>> start EXTRACT

E.g., we have a Tabs component, and would like to expose the tab buttons as parts for styling. Significantly, the selected state of the tab button is relevant to styling, i.e., a selected tab button should look different than an unselected tab button.
The selected state of the tab button is not reflected in any existing pseudo-class. (While it'd be theoretically possible to reimplement the tab buttons as check boxes to expose the :checked pseudo-class, that's an extremely awkward approach just to get some styling.)
Short of having some way for components to expose custom pseudo-classes, we were wondering if it'd be possible to access classes on a part: e.g.,
my-tabs-component::part(tab-button) {
color: black;
}
my-tabs-component::part(tab-button).selected {
color: red;
}
Here the component author communicates part state to the outside world by applying CSS classes to the parts.
It's not explicitly indicated in https://drafts.csswg.org/css-shadow-parts/#part, but our experiments in Chrome at least suggest that the above is not supported. That places hard limits on how customizable we can make our components, even when ::part is widely supported.
It doesn't seem like supporting class selectors on a part leaks much critical information or would produce brittle components. If the component author needs to refactor their component's shadow tree — e.g., to replace one type of shadow element with a different type of element — it'd be safe for them to support the same class names on the new element.

>> end EXTRACT
>> start ENTRIES PROVIDED

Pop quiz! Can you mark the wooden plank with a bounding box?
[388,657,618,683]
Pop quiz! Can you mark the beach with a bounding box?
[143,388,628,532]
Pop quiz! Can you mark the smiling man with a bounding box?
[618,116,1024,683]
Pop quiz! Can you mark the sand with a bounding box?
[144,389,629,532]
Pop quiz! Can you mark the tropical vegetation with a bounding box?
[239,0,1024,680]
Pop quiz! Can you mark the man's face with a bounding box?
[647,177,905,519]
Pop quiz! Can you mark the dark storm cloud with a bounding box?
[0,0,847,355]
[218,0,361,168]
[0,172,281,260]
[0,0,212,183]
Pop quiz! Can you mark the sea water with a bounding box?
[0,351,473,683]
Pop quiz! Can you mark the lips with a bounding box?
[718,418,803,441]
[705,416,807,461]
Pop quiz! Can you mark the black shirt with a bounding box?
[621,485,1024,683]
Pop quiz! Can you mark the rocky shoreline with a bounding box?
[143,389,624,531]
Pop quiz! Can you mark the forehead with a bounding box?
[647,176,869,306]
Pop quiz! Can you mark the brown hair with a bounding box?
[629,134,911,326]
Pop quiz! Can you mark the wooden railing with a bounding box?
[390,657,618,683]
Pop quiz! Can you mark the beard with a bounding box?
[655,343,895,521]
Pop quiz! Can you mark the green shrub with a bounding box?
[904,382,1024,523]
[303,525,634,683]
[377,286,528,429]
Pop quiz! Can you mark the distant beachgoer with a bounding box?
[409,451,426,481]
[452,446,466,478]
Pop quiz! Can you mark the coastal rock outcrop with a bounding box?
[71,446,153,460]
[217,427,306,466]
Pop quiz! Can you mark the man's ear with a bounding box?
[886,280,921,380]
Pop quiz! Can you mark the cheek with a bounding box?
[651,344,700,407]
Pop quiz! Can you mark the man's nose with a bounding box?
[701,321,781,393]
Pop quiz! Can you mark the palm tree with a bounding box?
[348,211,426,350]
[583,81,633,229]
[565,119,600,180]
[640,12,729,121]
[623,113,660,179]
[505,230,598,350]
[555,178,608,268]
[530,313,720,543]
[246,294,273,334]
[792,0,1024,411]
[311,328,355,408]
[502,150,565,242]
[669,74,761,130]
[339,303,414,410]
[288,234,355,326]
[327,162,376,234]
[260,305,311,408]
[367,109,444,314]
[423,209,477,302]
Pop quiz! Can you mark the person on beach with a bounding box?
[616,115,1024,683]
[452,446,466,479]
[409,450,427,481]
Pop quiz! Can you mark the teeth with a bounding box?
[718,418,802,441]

>> end ENTRIES PROVIDED
>> start ENTRIES PROVIDED

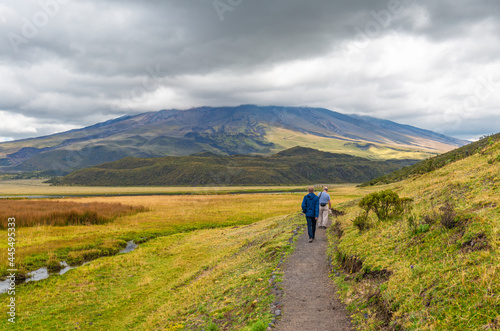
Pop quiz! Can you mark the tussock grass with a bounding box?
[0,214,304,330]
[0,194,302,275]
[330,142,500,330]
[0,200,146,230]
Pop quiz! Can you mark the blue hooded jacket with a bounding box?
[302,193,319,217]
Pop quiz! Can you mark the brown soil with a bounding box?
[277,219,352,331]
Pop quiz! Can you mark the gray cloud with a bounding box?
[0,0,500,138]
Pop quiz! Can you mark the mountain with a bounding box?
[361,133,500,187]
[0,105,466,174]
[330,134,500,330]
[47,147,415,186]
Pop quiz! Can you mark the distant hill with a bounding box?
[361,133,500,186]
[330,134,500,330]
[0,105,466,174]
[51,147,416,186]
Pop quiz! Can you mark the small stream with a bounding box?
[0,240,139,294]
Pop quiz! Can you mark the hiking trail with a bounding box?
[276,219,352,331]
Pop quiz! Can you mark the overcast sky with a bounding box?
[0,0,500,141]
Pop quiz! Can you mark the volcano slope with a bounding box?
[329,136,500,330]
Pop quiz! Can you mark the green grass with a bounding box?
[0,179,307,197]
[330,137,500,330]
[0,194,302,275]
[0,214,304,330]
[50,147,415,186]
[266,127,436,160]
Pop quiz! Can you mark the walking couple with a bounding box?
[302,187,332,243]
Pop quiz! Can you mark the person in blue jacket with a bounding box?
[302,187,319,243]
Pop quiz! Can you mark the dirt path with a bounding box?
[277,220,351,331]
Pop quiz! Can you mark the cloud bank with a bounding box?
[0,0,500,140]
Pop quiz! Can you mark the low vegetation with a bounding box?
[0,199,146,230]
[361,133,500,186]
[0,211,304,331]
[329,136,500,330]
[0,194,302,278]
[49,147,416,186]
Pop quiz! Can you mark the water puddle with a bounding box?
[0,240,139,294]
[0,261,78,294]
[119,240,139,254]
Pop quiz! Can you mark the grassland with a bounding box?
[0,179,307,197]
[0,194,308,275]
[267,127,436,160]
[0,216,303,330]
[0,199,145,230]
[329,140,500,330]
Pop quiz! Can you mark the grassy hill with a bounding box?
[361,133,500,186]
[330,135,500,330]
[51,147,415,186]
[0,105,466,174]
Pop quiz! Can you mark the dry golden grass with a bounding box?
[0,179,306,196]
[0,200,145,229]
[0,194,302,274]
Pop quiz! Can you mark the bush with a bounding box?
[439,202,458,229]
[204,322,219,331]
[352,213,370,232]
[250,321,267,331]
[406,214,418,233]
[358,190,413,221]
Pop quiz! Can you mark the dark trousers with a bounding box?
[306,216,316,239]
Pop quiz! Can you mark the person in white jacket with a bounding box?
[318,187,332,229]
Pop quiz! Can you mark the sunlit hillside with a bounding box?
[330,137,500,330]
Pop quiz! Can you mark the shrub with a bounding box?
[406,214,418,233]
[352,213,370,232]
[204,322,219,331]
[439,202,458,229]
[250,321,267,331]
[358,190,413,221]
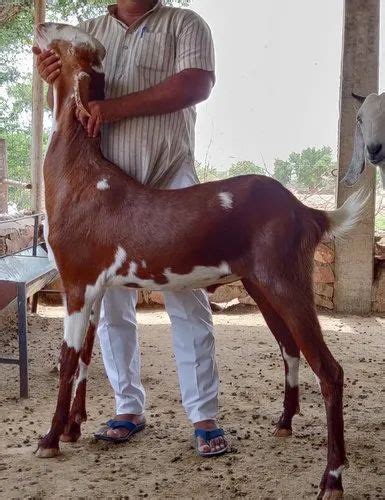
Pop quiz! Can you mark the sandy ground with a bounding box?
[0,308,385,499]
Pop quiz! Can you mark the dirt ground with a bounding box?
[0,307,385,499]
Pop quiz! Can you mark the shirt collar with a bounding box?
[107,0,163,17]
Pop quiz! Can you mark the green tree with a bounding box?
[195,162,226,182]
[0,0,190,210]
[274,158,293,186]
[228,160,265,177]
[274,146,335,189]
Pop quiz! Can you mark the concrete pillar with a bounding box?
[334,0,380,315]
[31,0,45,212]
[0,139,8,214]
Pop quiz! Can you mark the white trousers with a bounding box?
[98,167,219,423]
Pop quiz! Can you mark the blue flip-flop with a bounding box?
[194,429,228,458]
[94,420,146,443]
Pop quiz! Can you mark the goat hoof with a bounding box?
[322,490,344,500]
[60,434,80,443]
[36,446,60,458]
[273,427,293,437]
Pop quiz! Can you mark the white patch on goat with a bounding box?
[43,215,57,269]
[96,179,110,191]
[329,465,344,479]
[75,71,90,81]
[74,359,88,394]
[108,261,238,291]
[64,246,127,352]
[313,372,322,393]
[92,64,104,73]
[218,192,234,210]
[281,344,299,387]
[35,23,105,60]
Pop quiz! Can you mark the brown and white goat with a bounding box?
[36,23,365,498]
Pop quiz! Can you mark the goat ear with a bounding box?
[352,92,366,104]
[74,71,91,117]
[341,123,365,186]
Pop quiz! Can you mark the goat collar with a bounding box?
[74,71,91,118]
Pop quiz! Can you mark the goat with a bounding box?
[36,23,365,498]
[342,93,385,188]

>> end ENTRIES PROVIDED

> _WHAT YOU WILL DO_
(A) Answer these questions about the text on styling tab buttons:
(i) Which state of the tab button matters for styling?
(ii) What approach is called extremely awkward?
(iii) In which browser did the experiments run?
(B) Pick out every line of the records that contains the word "water".

> _WRITTEN RESPONSES_
(A)
(i) The selected state.
(ii) Reimplementing the tab buttons as check boxes to expose the :checked pseudo-class.
(iii) Chrome.

(B)
Pop quiz! Can you mark the sea water with a bounding box?
Pop quiz! Can you mark the water puddle with a bounding box?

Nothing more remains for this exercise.